# STORED RECORDS
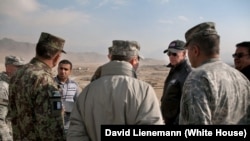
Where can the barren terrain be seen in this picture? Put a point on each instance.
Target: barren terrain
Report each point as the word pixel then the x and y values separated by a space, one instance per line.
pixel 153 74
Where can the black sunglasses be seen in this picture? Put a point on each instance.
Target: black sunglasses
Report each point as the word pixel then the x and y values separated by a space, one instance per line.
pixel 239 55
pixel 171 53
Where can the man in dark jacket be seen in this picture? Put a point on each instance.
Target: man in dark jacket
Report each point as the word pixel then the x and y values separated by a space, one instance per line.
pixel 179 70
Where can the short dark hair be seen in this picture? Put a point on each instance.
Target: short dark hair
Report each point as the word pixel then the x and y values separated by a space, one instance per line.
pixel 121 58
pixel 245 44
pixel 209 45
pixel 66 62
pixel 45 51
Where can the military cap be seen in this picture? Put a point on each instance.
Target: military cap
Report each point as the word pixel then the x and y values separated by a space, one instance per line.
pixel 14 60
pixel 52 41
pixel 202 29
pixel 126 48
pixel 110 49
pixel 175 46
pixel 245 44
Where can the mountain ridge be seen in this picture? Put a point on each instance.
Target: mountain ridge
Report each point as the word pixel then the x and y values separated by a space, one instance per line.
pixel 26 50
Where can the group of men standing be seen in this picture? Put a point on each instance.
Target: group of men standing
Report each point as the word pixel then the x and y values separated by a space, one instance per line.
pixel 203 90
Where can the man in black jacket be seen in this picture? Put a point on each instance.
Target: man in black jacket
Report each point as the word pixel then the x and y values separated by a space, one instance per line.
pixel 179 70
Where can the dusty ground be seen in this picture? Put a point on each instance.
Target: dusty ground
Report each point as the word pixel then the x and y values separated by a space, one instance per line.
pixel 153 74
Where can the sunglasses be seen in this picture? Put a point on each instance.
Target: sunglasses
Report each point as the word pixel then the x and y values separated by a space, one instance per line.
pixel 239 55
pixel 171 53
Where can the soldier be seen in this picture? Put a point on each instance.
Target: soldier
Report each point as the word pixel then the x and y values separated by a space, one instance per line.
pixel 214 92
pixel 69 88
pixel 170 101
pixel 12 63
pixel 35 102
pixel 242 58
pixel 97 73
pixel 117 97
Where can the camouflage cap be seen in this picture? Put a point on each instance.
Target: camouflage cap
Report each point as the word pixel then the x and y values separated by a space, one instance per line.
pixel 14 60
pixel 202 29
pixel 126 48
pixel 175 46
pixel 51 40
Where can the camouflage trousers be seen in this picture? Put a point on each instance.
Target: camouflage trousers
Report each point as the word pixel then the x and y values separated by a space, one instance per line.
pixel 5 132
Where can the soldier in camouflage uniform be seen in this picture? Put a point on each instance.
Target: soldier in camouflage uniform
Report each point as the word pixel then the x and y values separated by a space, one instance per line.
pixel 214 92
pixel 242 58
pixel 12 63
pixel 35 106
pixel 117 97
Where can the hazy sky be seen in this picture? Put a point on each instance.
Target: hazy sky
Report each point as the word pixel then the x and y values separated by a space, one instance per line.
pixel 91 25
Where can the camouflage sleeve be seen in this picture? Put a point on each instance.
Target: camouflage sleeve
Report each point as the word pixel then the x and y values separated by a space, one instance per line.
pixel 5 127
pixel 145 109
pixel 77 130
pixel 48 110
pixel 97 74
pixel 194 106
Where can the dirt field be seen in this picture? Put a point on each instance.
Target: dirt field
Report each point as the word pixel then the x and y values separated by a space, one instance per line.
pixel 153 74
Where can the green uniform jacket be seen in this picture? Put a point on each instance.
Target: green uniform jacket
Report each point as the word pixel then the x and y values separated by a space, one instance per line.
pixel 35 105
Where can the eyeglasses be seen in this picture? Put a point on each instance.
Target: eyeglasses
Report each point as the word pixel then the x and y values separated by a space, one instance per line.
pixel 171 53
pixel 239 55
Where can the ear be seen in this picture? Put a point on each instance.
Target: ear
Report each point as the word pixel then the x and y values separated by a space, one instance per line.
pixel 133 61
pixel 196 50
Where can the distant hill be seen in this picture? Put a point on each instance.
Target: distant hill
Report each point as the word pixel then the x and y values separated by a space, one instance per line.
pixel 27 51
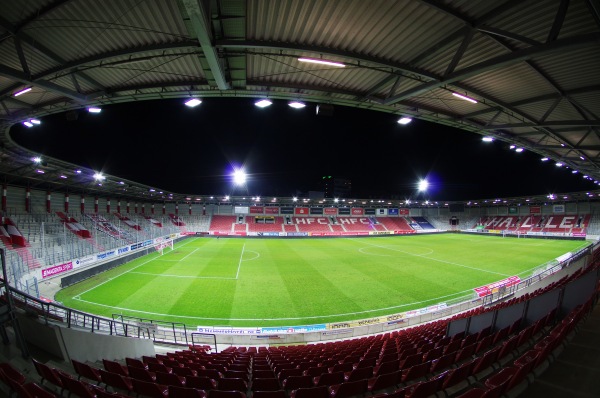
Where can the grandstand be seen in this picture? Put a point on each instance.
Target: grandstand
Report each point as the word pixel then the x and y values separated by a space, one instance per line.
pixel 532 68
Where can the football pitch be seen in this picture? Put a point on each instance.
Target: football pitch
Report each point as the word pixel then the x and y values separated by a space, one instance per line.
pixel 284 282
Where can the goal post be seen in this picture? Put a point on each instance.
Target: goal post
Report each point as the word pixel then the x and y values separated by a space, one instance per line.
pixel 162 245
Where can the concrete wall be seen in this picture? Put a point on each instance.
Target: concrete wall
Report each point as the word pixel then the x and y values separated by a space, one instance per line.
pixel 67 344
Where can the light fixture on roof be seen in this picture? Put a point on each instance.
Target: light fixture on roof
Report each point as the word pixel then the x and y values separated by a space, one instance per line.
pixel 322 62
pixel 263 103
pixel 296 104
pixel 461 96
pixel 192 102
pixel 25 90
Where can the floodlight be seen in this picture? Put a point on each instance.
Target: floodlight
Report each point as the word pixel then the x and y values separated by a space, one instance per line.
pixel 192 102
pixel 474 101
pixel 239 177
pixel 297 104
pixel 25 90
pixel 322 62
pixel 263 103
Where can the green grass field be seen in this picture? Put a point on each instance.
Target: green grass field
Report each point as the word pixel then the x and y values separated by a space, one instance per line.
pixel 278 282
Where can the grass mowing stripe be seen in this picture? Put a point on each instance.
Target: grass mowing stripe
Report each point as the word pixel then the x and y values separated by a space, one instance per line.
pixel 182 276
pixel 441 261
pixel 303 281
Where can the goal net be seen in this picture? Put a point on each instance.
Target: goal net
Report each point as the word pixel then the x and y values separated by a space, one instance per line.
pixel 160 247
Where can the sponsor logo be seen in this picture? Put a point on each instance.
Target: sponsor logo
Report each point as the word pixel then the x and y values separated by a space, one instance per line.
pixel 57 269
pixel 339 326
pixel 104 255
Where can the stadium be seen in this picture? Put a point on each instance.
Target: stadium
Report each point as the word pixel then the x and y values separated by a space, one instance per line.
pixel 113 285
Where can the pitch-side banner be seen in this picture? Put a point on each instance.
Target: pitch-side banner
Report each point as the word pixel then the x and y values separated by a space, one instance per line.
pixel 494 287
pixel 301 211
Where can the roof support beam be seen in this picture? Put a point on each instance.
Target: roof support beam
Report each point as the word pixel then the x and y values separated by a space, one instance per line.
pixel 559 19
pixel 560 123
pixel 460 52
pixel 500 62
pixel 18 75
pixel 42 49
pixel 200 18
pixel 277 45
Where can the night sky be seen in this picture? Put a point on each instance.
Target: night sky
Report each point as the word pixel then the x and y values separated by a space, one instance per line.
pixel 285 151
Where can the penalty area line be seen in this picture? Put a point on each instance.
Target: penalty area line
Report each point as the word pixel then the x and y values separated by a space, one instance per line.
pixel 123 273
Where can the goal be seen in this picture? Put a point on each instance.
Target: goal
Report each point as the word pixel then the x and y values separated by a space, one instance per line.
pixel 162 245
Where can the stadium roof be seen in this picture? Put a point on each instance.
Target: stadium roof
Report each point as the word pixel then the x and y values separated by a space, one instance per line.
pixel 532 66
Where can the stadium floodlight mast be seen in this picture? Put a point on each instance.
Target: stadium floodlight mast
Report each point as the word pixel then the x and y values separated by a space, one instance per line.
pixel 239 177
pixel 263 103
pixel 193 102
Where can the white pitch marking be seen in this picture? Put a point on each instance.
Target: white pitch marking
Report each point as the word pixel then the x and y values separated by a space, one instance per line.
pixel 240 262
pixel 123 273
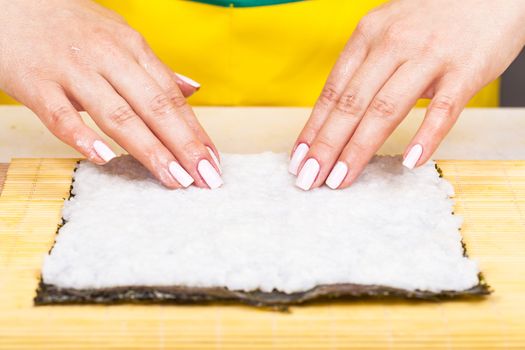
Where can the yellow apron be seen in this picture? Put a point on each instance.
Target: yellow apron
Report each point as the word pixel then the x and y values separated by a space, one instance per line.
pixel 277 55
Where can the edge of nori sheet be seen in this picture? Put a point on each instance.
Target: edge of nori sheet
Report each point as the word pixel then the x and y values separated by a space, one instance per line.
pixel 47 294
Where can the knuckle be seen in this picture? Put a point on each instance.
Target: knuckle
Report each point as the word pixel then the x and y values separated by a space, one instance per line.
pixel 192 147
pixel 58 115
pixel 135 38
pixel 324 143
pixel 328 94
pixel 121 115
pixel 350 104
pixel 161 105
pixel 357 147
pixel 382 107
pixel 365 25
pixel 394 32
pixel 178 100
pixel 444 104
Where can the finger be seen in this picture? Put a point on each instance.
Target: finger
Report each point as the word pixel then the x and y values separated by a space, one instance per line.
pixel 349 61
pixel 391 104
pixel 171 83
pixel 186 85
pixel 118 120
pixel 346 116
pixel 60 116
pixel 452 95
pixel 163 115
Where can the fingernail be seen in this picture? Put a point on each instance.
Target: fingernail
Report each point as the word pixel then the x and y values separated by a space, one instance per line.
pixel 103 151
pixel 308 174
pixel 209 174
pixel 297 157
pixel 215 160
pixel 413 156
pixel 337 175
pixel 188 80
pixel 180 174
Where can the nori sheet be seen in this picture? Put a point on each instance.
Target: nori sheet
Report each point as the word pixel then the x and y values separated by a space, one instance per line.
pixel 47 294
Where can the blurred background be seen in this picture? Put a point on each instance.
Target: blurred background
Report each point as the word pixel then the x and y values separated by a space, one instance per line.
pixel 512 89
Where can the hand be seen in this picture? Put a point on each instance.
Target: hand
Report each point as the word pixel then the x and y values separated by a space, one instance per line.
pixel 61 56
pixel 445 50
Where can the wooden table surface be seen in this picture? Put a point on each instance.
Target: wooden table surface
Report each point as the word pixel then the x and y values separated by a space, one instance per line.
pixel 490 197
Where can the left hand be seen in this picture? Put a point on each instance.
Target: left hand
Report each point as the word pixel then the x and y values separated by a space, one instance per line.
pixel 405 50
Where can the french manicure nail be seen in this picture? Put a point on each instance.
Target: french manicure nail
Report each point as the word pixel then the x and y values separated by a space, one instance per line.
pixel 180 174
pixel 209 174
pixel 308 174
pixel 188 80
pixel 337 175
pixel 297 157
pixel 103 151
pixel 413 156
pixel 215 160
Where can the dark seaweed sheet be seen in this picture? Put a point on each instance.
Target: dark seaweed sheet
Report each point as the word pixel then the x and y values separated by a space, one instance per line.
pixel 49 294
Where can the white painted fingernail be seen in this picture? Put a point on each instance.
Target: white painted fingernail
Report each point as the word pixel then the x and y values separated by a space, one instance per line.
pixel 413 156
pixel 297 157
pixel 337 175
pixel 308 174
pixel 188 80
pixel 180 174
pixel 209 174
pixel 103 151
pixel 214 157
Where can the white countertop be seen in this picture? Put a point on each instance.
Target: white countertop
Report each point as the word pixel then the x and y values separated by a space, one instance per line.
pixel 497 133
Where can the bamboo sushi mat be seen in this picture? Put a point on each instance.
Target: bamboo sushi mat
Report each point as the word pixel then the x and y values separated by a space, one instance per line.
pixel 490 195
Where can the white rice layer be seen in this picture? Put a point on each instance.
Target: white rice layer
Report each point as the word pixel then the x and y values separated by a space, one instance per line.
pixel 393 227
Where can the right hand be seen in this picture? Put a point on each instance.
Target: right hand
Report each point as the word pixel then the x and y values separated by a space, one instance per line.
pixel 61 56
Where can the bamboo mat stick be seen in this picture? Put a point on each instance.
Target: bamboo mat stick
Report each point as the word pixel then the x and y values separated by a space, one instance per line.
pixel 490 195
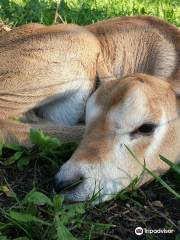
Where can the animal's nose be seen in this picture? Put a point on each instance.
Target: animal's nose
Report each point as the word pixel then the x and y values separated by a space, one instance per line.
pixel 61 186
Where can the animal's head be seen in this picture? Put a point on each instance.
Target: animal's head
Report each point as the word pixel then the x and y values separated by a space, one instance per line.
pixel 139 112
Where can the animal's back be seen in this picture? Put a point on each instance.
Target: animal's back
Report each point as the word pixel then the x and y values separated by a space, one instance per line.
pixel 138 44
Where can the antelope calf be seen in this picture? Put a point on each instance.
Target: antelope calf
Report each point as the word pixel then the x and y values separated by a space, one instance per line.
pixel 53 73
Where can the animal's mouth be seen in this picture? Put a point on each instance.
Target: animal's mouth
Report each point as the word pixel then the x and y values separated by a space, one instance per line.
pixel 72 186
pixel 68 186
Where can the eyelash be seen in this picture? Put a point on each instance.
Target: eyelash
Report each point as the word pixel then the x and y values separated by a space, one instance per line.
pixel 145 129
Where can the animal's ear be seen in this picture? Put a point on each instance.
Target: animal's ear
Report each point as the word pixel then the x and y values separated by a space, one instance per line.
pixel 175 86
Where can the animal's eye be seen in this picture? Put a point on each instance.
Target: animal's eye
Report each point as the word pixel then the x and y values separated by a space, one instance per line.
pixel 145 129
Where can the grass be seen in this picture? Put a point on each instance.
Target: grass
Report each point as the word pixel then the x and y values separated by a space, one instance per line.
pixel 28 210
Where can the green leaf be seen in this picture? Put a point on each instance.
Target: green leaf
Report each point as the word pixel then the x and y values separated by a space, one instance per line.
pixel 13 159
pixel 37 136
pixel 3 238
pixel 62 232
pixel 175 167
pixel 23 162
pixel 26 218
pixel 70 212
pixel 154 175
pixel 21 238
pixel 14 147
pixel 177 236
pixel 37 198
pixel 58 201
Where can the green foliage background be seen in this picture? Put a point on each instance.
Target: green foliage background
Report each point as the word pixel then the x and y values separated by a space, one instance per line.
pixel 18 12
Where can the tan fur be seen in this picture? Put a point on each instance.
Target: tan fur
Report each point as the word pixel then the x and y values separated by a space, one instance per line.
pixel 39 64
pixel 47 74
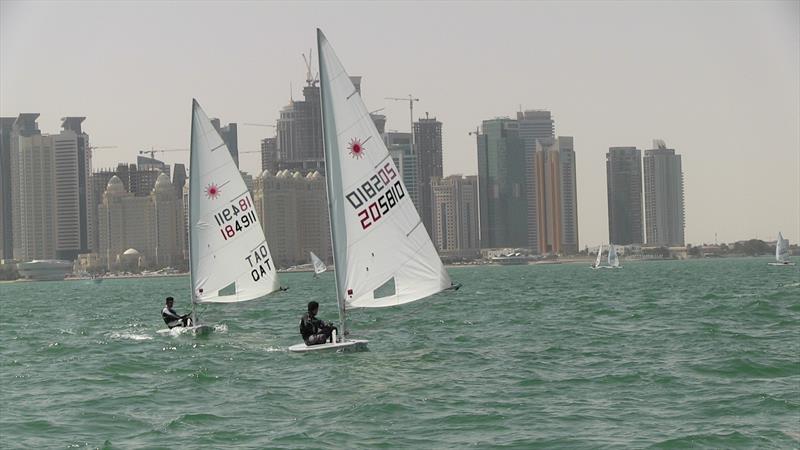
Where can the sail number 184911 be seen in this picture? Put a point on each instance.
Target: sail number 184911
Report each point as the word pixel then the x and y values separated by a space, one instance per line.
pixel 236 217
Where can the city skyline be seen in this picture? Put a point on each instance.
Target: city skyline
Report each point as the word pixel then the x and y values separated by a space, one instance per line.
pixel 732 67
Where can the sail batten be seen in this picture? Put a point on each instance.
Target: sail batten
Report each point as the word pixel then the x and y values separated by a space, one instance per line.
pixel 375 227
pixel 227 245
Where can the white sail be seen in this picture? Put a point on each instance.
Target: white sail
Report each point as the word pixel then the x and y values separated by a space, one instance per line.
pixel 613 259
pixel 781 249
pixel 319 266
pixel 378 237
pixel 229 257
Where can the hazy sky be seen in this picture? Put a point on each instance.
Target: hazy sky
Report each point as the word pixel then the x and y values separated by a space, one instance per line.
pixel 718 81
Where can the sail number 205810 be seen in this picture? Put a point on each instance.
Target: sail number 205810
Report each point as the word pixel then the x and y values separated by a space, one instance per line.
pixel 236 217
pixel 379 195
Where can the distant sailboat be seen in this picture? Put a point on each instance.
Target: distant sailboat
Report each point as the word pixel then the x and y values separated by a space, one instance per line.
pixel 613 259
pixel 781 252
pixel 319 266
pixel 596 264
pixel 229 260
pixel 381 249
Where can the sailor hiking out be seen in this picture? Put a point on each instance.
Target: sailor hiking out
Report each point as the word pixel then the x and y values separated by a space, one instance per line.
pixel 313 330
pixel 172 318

# GIVEN REQUEST
Copy out the entries word for word, starting with the line that contains "Where can the soldier in" and going on through the line that contains "pixel 196 50", both of those lines included.

# EXERCISE RESPONSE
Where can the soldier in camouflage uniform be seen in this picture? Put a point on each instance.
Target: soldier in camouflage uniform
Report each point as the word pixel then the x and y values separated by a space, one instance per line.
pixel 214 92
pixel 242 58
pixel 12 63
pixel 35 106
pixel 117 97
Where can the hazy sky be seen in this picture? Put a point on each instance.
Target: hazy sky
Report each point as the word pixel then the x and y values separated by a space, one instance per line.
pixel 91 25
Where can the camouflage sleeve be seen in this picture? Put a point on each instance.
Target: camouflage sleeve
Report each point as the word pixel then the x and y values separated by a space, one instance per line.
pixel 5 127
pixel 145 109
pixel 77 130
pixel 48 110
pixel 97 74
pixel 194 106
Where can the dirt field be seen in this picture? Put a point on each instance.
Target: dirt field
Report each point as the word pixel then the x and y values separated by a space, one instance per line.
pixel 153 74
Where can the green uniform jacket be seen in this picture? Put a point on each instance.
Target: green uniform jacket
Report each point as the word pixel then the x and y values separated by a space, one instance per line.
pixel 35 105
Where can the eyeglasses be seen in this picture? Put a point on each instance.
Target: eyeglasses
Report each point as the word pixel then the x and y values separated by a space, one instance per line.
pixel 171 53
pixel 239 55
Where can the ear be seen in this picture? Put a point on each instance.
Target: ear
Report each point as the word pixel then the x and y values separated by a space, one instance per line.
pixel 133 61
pixel 196 50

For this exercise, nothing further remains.